### Task brief
Will you copy out every one of the records below word for word, leaving nothing changed?

Location annotation dataset excerpts
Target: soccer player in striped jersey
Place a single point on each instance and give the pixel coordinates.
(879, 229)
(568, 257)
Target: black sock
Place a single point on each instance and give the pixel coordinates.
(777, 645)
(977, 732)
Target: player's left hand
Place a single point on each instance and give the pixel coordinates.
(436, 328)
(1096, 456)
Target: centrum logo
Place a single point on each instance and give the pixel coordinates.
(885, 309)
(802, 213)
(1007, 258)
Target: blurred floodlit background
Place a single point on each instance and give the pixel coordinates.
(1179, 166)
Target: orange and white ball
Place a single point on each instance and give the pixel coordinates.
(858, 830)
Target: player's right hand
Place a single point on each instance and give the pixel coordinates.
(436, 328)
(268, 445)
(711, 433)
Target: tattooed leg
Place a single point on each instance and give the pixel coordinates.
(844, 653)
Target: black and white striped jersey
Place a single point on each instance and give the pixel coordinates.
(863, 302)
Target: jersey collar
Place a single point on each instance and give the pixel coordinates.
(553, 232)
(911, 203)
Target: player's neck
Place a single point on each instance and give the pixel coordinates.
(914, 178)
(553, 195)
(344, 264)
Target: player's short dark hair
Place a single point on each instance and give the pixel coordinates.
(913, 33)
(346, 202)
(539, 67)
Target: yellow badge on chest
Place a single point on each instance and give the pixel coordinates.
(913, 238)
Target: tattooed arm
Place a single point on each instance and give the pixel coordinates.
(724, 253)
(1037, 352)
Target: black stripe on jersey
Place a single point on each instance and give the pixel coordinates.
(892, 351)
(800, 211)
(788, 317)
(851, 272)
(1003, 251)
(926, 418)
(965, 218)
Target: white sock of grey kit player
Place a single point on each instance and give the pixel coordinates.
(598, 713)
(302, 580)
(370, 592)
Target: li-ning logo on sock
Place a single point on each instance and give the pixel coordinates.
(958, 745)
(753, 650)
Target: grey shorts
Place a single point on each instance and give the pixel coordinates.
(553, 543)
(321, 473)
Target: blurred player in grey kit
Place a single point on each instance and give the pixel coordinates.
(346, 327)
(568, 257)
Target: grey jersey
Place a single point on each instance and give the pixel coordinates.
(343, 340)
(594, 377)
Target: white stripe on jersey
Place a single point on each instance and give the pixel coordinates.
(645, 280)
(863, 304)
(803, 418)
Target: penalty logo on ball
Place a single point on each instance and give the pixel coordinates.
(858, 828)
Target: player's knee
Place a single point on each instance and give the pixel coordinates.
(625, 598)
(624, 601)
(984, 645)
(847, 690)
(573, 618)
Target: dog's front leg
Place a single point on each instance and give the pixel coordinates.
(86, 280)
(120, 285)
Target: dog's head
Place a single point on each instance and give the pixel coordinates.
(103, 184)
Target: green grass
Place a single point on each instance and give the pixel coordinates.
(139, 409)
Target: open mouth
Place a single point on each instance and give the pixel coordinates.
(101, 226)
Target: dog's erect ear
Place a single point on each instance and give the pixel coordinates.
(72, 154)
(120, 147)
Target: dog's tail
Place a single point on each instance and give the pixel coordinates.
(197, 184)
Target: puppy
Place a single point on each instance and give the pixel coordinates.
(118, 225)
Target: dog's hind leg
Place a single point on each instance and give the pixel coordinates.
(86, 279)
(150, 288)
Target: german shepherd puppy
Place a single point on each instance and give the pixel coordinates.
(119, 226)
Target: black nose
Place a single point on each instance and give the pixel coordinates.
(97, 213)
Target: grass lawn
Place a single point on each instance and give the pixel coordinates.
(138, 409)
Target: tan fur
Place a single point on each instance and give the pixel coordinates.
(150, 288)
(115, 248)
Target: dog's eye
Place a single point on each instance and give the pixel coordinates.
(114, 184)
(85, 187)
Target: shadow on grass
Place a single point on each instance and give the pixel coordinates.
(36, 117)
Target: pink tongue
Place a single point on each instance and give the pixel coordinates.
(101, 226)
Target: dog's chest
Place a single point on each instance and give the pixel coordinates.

### Solved exercise
Target: soccer player in striped jersey
Place a single point on each instance and give the pixel coordinates.
(879, 229)
(568, 257)
Target: black sock
Place a single point on each instance and give the pixel coordinates.
(777, 645)
(977, 732)
Target: player's left hand
Place a single point on each instance and give the pixel coordinates.
(436, 328)
(1096, 456)
Target: centrum logo
Place a single point on each instance and give the pixel coordinates.
(885, 309)
(802, 213)
(1007, 258)
Target: blurred floodlit background
Place a single point on each instance and give the pixel coordinates.
(1179, 166)
Target: orange and white ball
Place a single point on each instance and give the pixel coordinates.
(858, 830)
Target: player's right hand
Place a single point on each instance and give the pixel coordinates.
(436, 328)
(268, 445)
(711, 433)
Target: tattooed leg
Place a single point on each instance and give the pixel coordinates.
(844, 653)
Target: black and white striped jersey
Place a single point on each instance and give the pixel coordinates.
(863, 302)
Target: jersey collar
Place a single point on each instance and give the pixel coordinates.
(553, 232)
(911, 203)
Target: player's neck
Place a single point on each instance and give the pixel coordinates.
(914, 178)
(553, 195)
(344, 264)
Target: player's short dark hair
Place a single point on each instance and give the pixel coordinates.
(913, 33)
(346, 202)
(539, 67)
Target: yellow badge on chest
Place a single point on each instance and give the pixel coordinates.
(913, 238)
Target: tattooed arm
Place a single point on each instance and give the pixel coordinates.
(724, 253)
(1037, 352)
Target: black stripe on jersey
Place a single point on each instance and give the pixel coordinates.
(892, 351)
(800, 211)
(788, 317)
(851, 272)
(1003, 251)
(926, 418)
(965, 218)
Target: white sock of grey kit player
Place a single point on each instance and give the pixel coordinates.
(598, 713)
(302, 580)
(370, 592)
Target: li-ning logo on sock
Place a single point on each instance and give the pixel coordinates.
(958, 745)
(753, 650)
Target: grey shorts
Place a single point on each instance and give the pixel coordinates.
(553, 543)
(321, 473)
Target: blurred player in grey kit
Place a single point on each instance and give the pixel coordinates.
(346, 327)
(568, 257)
Target: grey jersey
Place a single point on each instance and give the pixel coordinates.
(343, 340)
(594, 377)
Target: white stripe on jersey
Place a single point on each instance and give the pixel coordinates.
(645, 280)
(863, 304)
(803, 418)
Target: penalty logo on ball
Place a single point on each instance and give the pixel coordinates.
(858, 828)
Target: player's knee
Place a single point on each instance and give the pixel coordinates.
(625, 598)
(624, 601)
(984, 645)
(847, 690)
(573, 618)
Target: dog's front leg
Place a single point on each instance and give the pixel coordinates.
(86, 280)
(120, 285)
Target: dog's head
Place a single point on each instance and give the pixel coordinates.
(103, 184)
Target: green grass
Place a single point on each instance and give the pixel coordinates.
(139, 409)
Target: open mouth
Place a single point on each instance and give the pixel coordinates.
(101, 226)
Target: dog's erect ear
Place a single point on each instance and give the pixel coordinates.
(72, 154)
(120, 147)
Target: dog's tail
Place a single point on each instance and give the pixel coordinates.
(197, 184)
Target: puppy
Place a single point on each instance and give the pixel coordinates.
(118, 225)
Target: dog's hind leg
Place a single point on each instance and give the pixel coordinates.
(86, 279)
(150, 288)
Target: german shepherd puppy
Place a single point on each instance and give the pixel coordinates.
(119, 226)
Target: black nose
Place a single point on each instance and give the pixel coordinates.
(97, 213)
Target: grass lawn
Place a single point on each instance and give the pixel coordinates.
(138, 409)
Target: tan fur
Place a single point on each instance and give the pixel coordinates.
(150, 288)
(115, 248)
Target: dog's eye
Place a single point on each instance and give the pixel coordinates.
(114, 184)
(85, 187)
Target: shadow on grass
Place a single point on each instance and give the pixel coordinates.
(36, 117)
Target: pink tongue
Place a single point on each instance and give the pixel coordinates.
(101, 226)
Target: dog's chest
Place a single point on each instance and give the pixel coordinates.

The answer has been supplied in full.